* 所给文章 *
农村非正规金融发展的减贫效应分析—来自省级面板数据的经验证据
2015-12-29韩悦仲深博士哈尔滨商业大学金融学院哈尔滨150028
■ 韩悦 仲深 博士(哈尔滨商业大学金融学院 哈尔滨 150028)
引言
改革开放以来,我国农村贫困人口从1978年的2.5亿人,下降到2011年的2509.16万人,平均每年减少702.84万人,贫困发生率从1978年30.7%下降到2010年2.8%,年平均下降约0.845%。虽然我国在减轻农村贫困中取得了巨大的成就,但是我国农村深层次减贫的进程中仍面临诸多瓶颈和制约,如贫困减缓速度逐年降低、农民融资的难度在加大等。董晓林、王娟(2004)研究表明金融支持对于农村经济增长具有推动作用,金融支持的主要作用途径是信贷服务。Aghion、Bolton(1997)和Geda(2006)研究表明信贷服务的可获取性直接影响农民能否摆脱贫困。在我国农民获取资金主要途径是政府的财政补贴、正规金融的银行信贷以及非正规金融的民间借贷等。一方面政府的财政补贴数量有限,一方面由于农业生产面临着较大的风险,正规金融的银行难以提供完全的资金支持(胡宗义等,2013)。那么非正规金融的民间借贷能够发挥多大作用呢?目前,我国农村非正规金融迅猛发展,其在融资时的信息甄别、成本降低等方面的优势得到广泛认可(邵传林,2012);由于信息不对称造成的逆向选择和道德风险可能是非正规金融存在的一个最根本的原因(林毅夫,2003)。那么具有以上优势的非正规金融能否降低农民获取信贷的难度,能否在减轻农村地区贫困上起到作用呢?为此,本文选取2005—2011年省级面板数据,从实证的角度来检验我国农村非正规金融在减缓贫困中的效应。
文献综述
农村金融发展在减轻贫困方面的作用途径分为两类:一类是,农村金融的发展通过影响穷人对信贷产品以及信贷服务的可获取性能够直接减少贫困人口数量和增加贫困人口的收入,即直接效应。Banerjee和Newman(1993)与Aghion和Bolton(1997)认为,信贷产品及服务的可获得程度直接影响穷人是否有能力投资于新技术,能否接受高水平教育,进而直接影响其能否摆脱贫困。Geda等(2006)采用埃塞俄比亚1994—2000年城市和农村的家庭数据进行研究,结果显示相对贫困家庭的信贷服务获取能够缓解其贫困状况。
另一类是,农村金融发展通过影响经济增长、收入分配进而作用于贫困的减缓,即间接效应。Dollar和Kraay(2001)采用40年间80个国家面板数据研究结果表明经济增长有利于贫困减缓。Beck(2004)采用国别数据研究结果显示随着金融的不断深化和发展,贫困人口的收入增长快于国民收入的增加,金融发展可以缩小收入差距减缓贫困。Jeanneney和Kpodar(2011)研究表明金融发展促进国民收入的增加,进而增加贫困人口收入的流动性比率。然而对于金融发展的收入分配效应能否缓解贫困,学术界尚未达成一致。崔艳娟和孙刚(2012)研究发现由于金融服务成本等限制,金融发展对减缓贫困的影响呈现出先恶化后改善的结果。

* 书面任务 *
• A. 据这篇谈农村非正规金融减贫效应的文章,2011年我国农村贫困人口有多少?
• B. 接着这篇谈农村非正规金融减贫效应的文章最后一句往下写一段。
后附的各行与这里的任务无关。

* 所给材料 *
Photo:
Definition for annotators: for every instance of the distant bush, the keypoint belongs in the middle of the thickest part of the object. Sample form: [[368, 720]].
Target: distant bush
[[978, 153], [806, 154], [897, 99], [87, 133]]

* 任务解答 *
• A. 2509.16万人。

• B.
综合以上两种途径,农村金融无论是通过直接效应还是通过间接效应促进贫困减轻,最根本的途径是要增加农民的收入。大量的研究表明信贷的可获得性对农民收入的影响是正向的(宫建强,2008)。部分学者从农村金融体制不健全、信息不对称的角度阐明非正规金融才是解决农村信贷可获取问题的重要途径,其中包括:江曙霞(2006)认为农村金融体制不健全,使得正规金融与“三农”渐行渐远。林毅夫和孙希芳(2005)认为只有便于获取和处理“软信息”的非正规金融才能够克服中小企业融资难的问题;崔慧霞(2005)认为农村非正规金融的存在对于降低代理成本、减少内部人员控制、减少道德风险具有重要作用。然而在麦金农和肖(1973)的分析框架里非正规金融是一种效率低下的融资安排。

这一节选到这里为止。